Collected data:
================

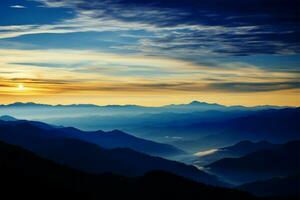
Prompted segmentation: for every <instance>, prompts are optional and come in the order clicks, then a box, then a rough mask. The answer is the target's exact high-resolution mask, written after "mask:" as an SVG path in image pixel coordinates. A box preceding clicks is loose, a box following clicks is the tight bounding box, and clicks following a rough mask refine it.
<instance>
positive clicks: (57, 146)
mask: <svg viewBox="0 0 300 200" xmlns="http://www.w3.org/2000/svg"><path fill="white" fill-rule="evenodd" d="M0 122H1V121H0ZM82 134H84V133H82ZM0 140H2V141H4V142H6V143H9V144H14V145H18V146H22V147H23V148H25V149H27V150H30V151H32V152H34V153H36V154H37V155H39V156H41V157H43V158H46V159H50V160H53V161H55V162H58V163H60V164H63V165H66V166H69V167H72V168H75V169H77V170H81V171H85V172H88V173H94V174H101V173H114V174H119V175H125V176H142V175H144V174H145V173H147V172H149V171H153V170H164V171H168V172H171V173H174V174H177V175H179V176H183V177H186V178H189V179H192V180H195V181H199V182H204V183H207V184H212V185H219V186H220V185H222V186H223V185H224V183H222V182H220V181H219V180H218V179H217V178H216V177H215V176H212V175H210V174H208V173H205V172H204V171H201V170H199V169H197V168H196V167H194V166H190V165H185V164H183V163H179V162H175V161H170V160H166V159H163V158H160V157H153V156H149V155H146V154H143V153H139V152H136V151H134V150H131V149H128V148H117V149H105V148H101V147H99V146H98V145H96V144H92V143H88V142H86V141H82V140H79V139H72V138H67V137H65V134H64V132H61V131H57V129H51V128H50V129H46V128H45V127H41V126H40V124H39V125H36V124H32V123H29V122H22V123H17V124H16V123H4V122H3V123H2V124H0Z"/></svg>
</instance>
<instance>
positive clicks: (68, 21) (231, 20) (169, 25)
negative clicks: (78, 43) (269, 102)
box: [0, 0, 300, 59]
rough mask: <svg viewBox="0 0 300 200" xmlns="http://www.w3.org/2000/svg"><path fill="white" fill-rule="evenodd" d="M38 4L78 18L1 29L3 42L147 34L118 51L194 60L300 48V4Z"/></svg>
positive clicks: (255, 3) (251, 1)
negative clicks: (27, 38) (51, 34)
mask: <svg viewBox="0 0 300 200" xmlns="http://www.w3.org/2000/svg"><path fill="white" fill-rule="evenodd" d="M36 1H38V2H40V3H42V4H43V6H46V7H49V8H60V7H64V8H69V9H73V10H74V11H75V13H76V16H75V17H74V18H73V19H67V20H62V21H60V22H56V23H54V24H48V25H47V24H46V25H20V26H3V27H0V30H1V29H2V30H5V31H2V32H0V38H13V37H18V36H22V35H28V34H43V33H73V32H90V31H96V32H105V31H133V30H143V31H146V32H149V33H151V34H152V35H153V36H154V37H145V38H143V37H141V38H140V39H138V42H137V43H136V44H132V45H122V44H120V45H117V46H114V48H116V49H123V50H138V51H139V52H142V53H145V54H147V55H162V54H163V55H165V56H172V55H178V57H181V58H186V57H188V58H190V59H195V57H197V56H199V55H202V56H207V55H210V56H222V55H223V56H228V55H234V56H244V55H255V54H280V55H286V54H296V53H299V49H300V48H299V46H300V44H299V43H300V42H299V40H298V39H297V38H298V35H299V28H297V27H299V26H298V23H299V21H298V20H297V9H296V8H297V6H298V5H299V2H298V1H296V0H288V1H287V2H286V3H285V4H284V5H282V4H281V3H280V2H277V1H276V2H272V3H270V4H268V2H269V0H262V1H260V2H253V1H245V2H244V1H243V2H236V1H232V0H230V1H227V2H226V3H224V2H222V1H219V0H213V1H208V0H207V1H206V0H205V1H203V2H202V3H201V4H200V3H199V2H198V1H193V0H188V2H185V3H183V2H181V1H175V3H172V4H171V3H169V1H153V2H151V3H150V2H148V1H145V2H144V1H143V2H140V1H135V0H126V1H112V0H106V1H99V0H92V1H86V0H76V1H69V0H55V1H53V0H36ZM214 2H215V3H219V4H221V5H222V6H220V7H222V10H220V9H219V7H216V6H214V5H215V3H214ZM233 5H234V6H233ZM265 5H268V6H265ZM233 7H234V8H233ZM194 8H197V9H194ZM268 8H269V9H268ZM283 8H286V9H283ZM287 10H288V11H287ZM174 13H176V15H174ZM138 36H141V35H139V34H137V38H138Z"/></svg>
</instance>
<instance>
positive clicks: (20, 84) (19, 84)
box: [18, 83, 25, 91]
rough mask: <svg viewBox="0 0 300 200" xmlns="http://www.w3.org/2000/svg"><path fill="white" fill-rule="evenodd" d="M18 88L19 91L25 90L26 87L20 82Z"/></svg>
mask: <svg viewBox="0 0 300 200" xmlns="http://www.w3.org/2000/svg"><path fill="white" fill-rule="evenodd" d="M18 90H19V91H23V90H25V87H24V85H23V84H22V83H19V84H18Z"/></svg>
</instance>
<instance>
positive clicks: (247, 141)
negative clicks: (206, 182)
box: [194, 140, 280, 167]
mask: <svg viewBox="0 0 300 200" xmlns="http://www.w3.org/2000/svg"><path fill="white" fill-rule="evenodd" d="M279 146H280V145H279V144H273V143H270V142H268V141H259V142H252V141H249V140H244V141H241V142H238V143H236V144H234V145H231V146H227V147H222V148H217V149H209V150H206V151H199V152H196V153H194V155H195V156H196V158H195V160H194V163H195V165H198V166H199V167H202V166H205V165H208V164H210V163H213V162H216V161H218V160H220V159H223V158H238V157H242V156H245V155H247V154H249V153H253V152H255V151H259V150H267V149H274V148H277V147H279Z"/></svg>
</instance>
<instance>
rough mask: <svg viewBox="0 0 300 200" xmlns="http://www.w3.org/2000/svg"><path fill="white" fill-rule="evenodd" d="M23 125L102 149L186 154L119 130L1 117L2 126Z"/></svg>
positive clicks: (154, 154)
mask: <svg viewBox="0 0 300 200" xmlns="http://www.w3.org/2000/svg"><path fill="white" fill-rule="evenodd" d="M22 124H27V125H31V126H35V127H38V128H39V129H42V130H44V134H48V135H45V136H47V137H53V136H59V137H65V138H75V139H80V140H83V141H86V142H90V143H94V144H97V145H99V146H100V147H103V148H108V149H112V148H131V149H133V150H135V151H138V152H142V153H146V154H149V155H154V156H163V157H168V156H176V155H180V154H184V153H185V152H183V151H182V150H180V149H177V148H176V147H174V146H172V145H168V144H163V143H158V142H154V141H151V140H145V139H142V138H138V137H135V136H132V135H129V134H127V133H124V132H122V131H118V130H113V131H108V132H104V131H101V130H98V131H90V132H88V131H81V130H79V129H76V128H72V127H61V126H53V125H49V124H46V123H43V122H39V121H27V120H17V119H15V118H13V117H10V116H1V117H0V126H5V125H6V126H10V127H14V126H19V125H22ZM0 129H1V127H0ZM25 131H26V129H25Z"/></svg>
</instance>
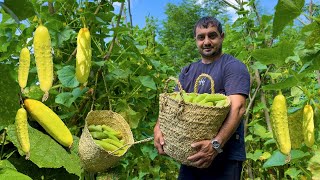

================

Once you reach the line with "4L78 18L1 29L3" in the data above, copy it and every line after it exactly, up to and including the line with "positive clicks: (255, 3) (251, 1)".

rough mask: <svg viewBox="0 0 300 200" xmlns="http://www.w3.org/2000/svg"><path fill="white" fill-rule="evenodd" d="M38 4L78 18L1 29L3 42L147 34L118 51L194 60L300 48V4Z"/></svg>
positive clicks: (255, 3) (251, 1)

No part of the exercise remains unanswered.